• _Exercise task_
Convert every line of the entries below into a numbered list, skipping blank lines. Leave the picture lines out of your answer.

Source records
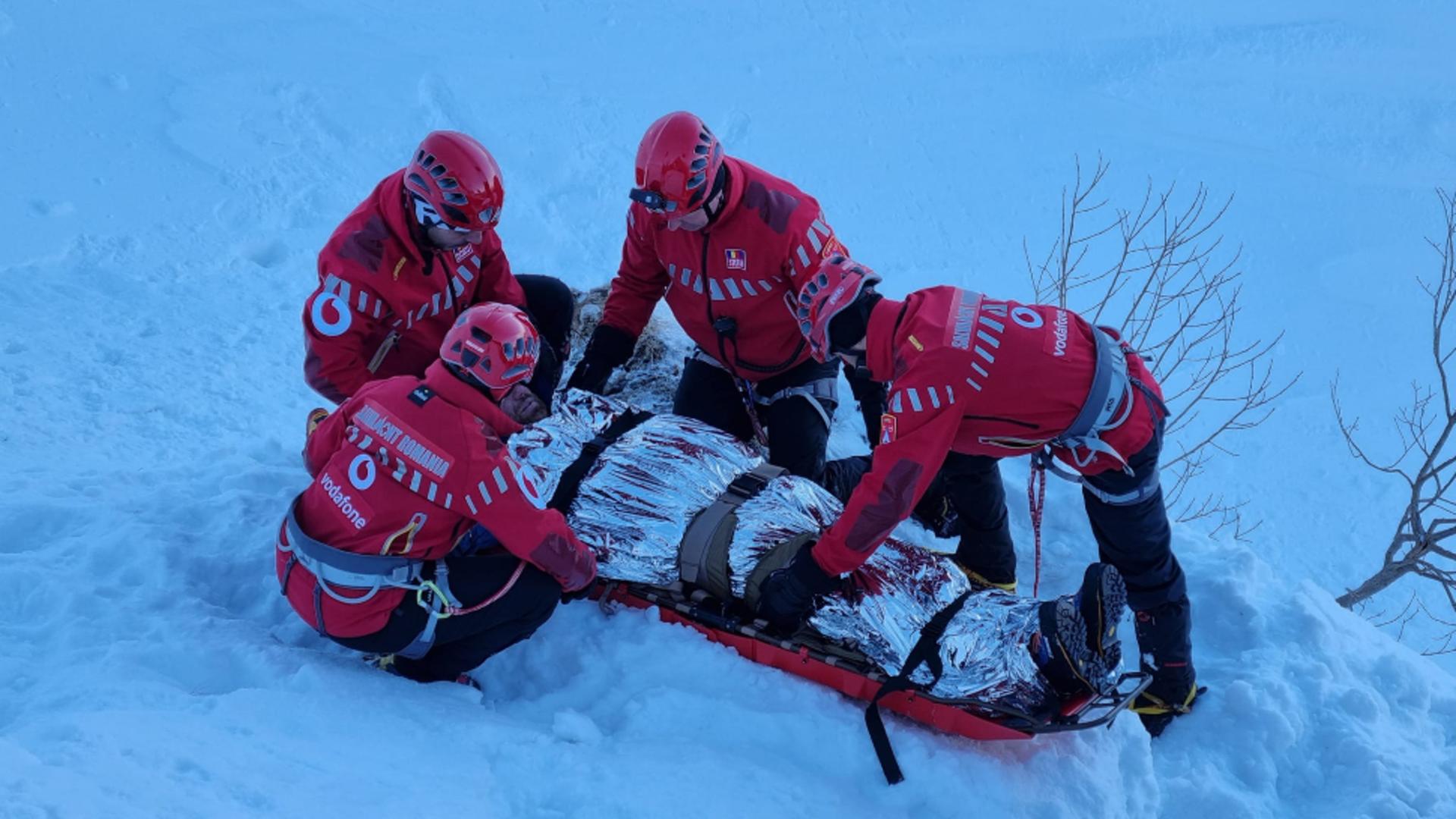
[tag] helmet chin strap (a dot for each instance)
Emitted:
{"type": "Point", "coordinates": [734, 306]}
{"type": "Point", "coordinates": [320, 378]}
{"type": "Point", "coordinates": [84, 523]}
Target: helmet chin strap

• _Solution_
1. [tag] helmet chin strap (a dot for each instance)
2. Emitted:
3. {"type": "Point", "coordinates": [734, 306]}
4. {"type": "Point", "coordinates": [320, 378]}
5. {"type": "Point", "coordinates": [84, 523]}
6. Target: helmet chin strap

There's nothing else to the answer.